┌─ Data provided
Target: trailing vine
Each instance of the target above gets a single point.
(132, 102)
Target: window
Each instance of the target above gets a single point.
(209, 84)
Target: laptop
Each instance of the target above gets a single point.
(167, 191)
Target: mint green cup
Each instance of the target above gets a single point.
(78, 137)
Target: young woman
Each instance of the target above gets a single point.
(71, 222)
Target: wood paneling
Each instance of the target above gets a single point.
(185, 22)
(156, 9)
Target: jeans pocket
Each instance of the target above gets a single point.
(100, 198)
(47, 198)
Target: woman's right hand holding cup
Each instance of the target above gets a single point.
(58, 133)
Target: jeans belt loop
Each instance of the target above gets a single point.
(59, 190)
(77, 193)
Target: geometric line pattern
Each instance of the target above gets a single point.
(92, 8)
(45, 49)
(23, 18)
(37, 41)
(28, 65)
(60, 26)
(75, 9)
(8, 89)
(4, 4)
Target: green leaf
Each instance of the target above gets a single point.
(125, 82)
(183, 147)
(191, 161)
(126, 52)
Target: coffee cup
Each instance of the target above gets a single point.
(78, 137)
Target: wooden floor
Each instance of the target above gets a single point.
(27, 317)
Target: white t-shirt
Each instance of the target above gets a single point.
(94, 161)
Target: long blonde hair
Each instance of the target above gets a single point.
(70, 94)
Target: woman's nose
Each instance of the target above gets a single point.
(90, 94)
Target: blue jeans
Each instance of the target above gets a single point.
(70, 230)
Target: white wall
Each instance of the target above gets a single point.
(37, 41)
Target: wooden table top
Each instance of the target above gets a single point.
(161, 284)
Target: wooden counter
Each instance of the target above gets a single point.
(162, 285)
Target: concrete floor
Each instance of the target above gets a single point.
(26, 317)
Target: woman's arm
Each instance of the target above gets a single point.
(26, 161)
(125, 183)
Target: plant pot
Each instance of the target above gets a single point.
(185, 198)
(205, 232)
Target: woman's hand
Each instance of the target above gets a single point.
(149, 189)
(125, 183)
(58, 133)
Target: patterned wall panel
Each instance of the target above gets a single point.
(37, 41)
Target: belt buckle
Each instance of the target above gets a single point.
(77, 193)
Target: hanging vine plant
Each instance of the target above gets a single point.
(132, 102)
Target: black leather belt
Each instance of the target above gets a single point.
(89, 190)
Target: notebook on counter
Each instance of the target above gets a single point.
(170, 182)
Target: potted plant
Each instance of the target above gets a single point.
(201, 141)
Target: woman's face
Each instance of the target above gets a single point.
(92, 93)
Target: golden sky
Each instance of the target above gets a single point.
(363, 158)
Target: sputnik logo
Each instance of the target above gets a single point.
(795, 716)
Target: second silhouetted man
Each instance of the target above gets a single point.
└─
> **Required task**
Every entry must be output again, exactly as written above.

> **Answer**
Target: trailing vine
Each instance of the target above gets a single point.
(132, 102)
Target: window
Each instance of the target above gets a single point.
(209, 84)
Target: laptop
Each instance of the target above gets a single point.
(167, 191)
Target: mint green cup
Each instance of the target above gets a single point.
(78, 137)
Target: young woman
Each instance of the target above gets a single point.
(71, 222)
Target: wood paneling
Each instance of the target above gets a single point.
(185, 22)
(156, 9)
Target: jeans pocket
Each instance of the target above gets a single point.
(100, 198)
(47, 198)
Target: woman's right hand holding cup
Each instance of the target above gets a single point.
(58, 133)
Target: jeans belt loop
Each instance of the target above gets a single point.
(59, 190)
(77, 193)
Target: geometric line pattern
Each instance of the target above gets a single point.
(92, 8)
(45, 49)
(23, 18)
(37, 41)
(28, 65)
(60, 26)
(75, 9)
(8, 89)
(4, 4)
Target: green leaf
Each instance of the target above gets a single point.
(125, 82)
(183, 147)
(191, 161)
(126, 52)
Target: coffee cup
Each instance of the target above gets a single point.
(78, 137)
Target: wooden floor
Each instance of the target above gets a single point.
(27, 317)
Target: white t-shirt
Each instance of the target above gets a single point.
(94, 161)
Target: long blonde hair
Each instance of the target above gets a single point.
(70, 94)
Target: woman's nose
Each instance of the target above gets a single point.
(90, 94)
Target: blue jeans
Each instance of the target above gets a single point.
(70, 230)
Target: white wall
Each instance of the target above gets a single point.
(37, 41)
Target: wooden table top
Each instance of the target above gets a single point.
(161, 284)
Target: wooden counter
Each instance of the target above gets a single point.
(162, 285)
Target: concrete floor
Each instance of the target above gets a single point.
(26, 317)
Target: woman's arm
Each instance of the target above gets a single point.
(26, 161)
(125, 183)
Target: plant pot
Each instance of the target above gets a single point.
(185, 198)
(205, 232)
Target: woman's hand
Each instance of the target above gets a single point.
(149, 189)
(125, 183)
(58, 133)
Target: patterned wall panel
Each instance of the target above gets a single point.
(37, 41)
Target: belt buckle
Each instance of the target above gets a single point.
(77, 193)
Target: hanging vine plant
Each instance of the target above gets a single point.
(132, 102)
Target: black leather belt
Each instance of the target above gets a single point.
(89, 190)
Target: notebook on counter
Each instance of the target above gets a single point.
(170, 182)
Target: potted plant
Each instance of the target above gets a single point.
(201, 141)
Target: woman's face
Each instance of the target above gets a single point.
(92, 93)
Target: golden sky
Each instance of the target above gets a single point.
(363, 158)
Target: sputnik logo
Each instance of the target above gets a single point.
(795, 716)
Target: second silhouetted man
Each instance of the target above gets a single point.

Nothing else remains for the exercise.